▶ _EXERCISE GOAL_: For every record below, write out an exact copy.

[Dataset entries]
- - - -

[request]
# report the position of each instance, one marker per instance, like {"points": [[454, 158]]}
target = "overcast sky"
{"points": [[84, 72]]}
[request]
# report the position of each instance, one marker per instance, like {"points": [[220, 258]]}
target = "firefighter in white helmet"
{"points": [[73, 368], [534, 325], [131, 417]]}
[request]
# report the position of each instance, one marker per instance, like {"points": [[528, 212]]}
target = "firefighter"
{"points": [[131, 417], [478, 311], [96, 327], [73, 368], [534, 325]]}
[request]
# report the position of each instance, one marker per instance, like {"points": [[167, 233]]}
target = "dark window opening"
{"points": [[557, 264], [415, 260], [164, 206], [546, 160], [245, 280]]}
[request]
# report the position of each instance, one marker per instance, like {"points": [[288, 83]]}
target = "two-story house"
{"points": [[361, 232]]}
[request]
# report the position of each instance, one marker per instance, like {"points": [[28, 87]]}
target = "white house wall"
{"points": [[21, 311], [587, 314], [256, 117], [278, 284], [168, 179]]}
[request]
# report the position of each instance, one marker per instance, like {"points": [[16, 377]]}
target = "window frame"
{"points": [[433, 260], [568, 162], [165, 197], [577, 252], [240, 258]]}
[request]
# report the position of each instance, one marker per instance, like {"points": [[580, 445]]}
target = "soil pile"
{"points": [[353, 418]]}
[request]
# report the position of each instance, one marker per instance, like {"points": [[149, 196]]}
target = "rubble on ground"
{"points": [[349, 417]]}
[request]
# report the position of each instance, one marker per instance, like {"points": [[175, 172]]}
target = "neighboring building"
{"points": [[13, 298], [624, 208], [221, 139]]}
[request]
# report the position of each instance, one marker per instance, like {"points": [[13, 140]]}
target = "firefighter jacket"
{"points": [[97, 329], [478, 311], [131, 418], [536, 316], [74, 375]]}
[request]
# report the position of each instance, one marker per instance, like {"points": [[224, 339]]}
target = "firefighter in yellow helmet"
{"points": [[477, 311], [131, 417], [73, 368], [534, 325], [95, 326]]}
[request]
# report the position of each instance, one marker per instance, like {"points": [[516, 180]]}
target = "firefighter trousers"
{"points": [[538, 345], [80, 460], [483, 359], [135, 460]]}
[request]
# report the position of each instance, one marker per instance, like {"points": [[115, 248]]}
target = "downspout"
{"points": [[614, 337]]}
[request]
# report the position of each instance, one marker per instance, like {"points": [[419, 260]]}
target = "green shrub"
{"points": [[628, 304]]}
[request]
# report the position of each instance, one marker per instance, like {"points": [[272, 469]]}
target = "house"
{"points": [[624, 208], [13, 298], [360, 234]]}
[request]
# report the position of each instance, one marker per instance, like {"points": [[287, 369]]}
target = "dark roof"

- - - -

▶ _EXPECTED ANSWER_:
[request]
# report the position of each instance, one marker per instance, like {"points": [[454, 158]]}
target = "overcast sky"
{"points": [[84, 72]]}
[request]
# report the position of each instance, one marker per instance, like {"points": [[220, 258]]}
target = "firefighter in white helmet"
{"points": [[73, 368], [534, 325], [131, 417]]}
[request]
# report the position of each instance, one marker per instance, like {"points": [[528, 212]]}
target = "firefighter"
{"points": [[131, 417], [478, 311], [96, 327], [73, 368], [534, 325]]}
[request]
# report the position of each instance, one marker per instance, like {"points": [[167, 233]]}
target = "dark window opening"
{"points": [[557, 264], [415, 260], [164, 206], [546, 160], [245, 280]]}
[request]
# report the position of each instance, one marker per instance, like {"points": [[288, 83]]}
target = "two-story house"
{"points": [[361, 232]]}
[request]
# report the position of each instance, one marker per instance, like {"points": [[28, 87]]}
target = "white house wall"
{"points": [[21, 311], [587, 314], [256, 117], [278, 284], [168, 179]]}
[request]
# report the position of each instance, one marker per instance, like {"points": [[16, 377]]}
target = "window frame"
{"points": [[433, 260], [568, 162], [165, 197], [577, 252], [240, 258]]}
[request]
# report the position of each instance, one marker per instance, like {"points": [[580, 445]]}
target = "soil pile"
{"points": [[353, 418]]}
[request]
# report the position of each instance, one marker per instance, like {"points": [[149, 196]]}
target = "rubble on ground"
{"points": [[349, 417]]}
[request]
# report the position of each instance, one marker per instance, like {"points": [[175, 172]]}
target = "neighboring building"
{"points": [[13, 298], [624, 208], [221, 139]]}
[request]
# report the position of each instance, one marker per instance, like {"points": [[13, 140]]}
target = "firefighter jacket"
{"points": [[97, 329], [478, 311], [131, 418], [536, 316], [74, 375]]}
[request]
# report the position of each instance, one marker per instance, like {"points": [[224, 339]]}
target = "firefighter in yellow helmet"
{"points": [[477, 311], [131, 417], [73, 368], [534, 325], [95, 326]]}
[request]
# report the position of each instance, one marker per instance, like {"points": [[516, 180]]}
target = "firefighter trousers"
{"points": [[538, 345], [80, 460], [483, 359], [135, 460]]}
[request]
# report the position of each instance, one marker per instance, like {"points": [[115, 248]]}
target = "downspout"
{"points": [[614, 337]]}
[request]
# report the position of each instance, one marker per instance, like {"points": [[419, 260]]}
target = "green shrub"
{"points": [[628, 304]]}
[request]
# report the position of each instance, one marker per instance, like {"points": [[272, 469]]}
target = "house"
{"points": [[624, 208], [13, 298], [360, 234]]}
[request]
# report the position of each instance, one marker per instance, like {"points": [[287, 369]]}
target = "dark roof"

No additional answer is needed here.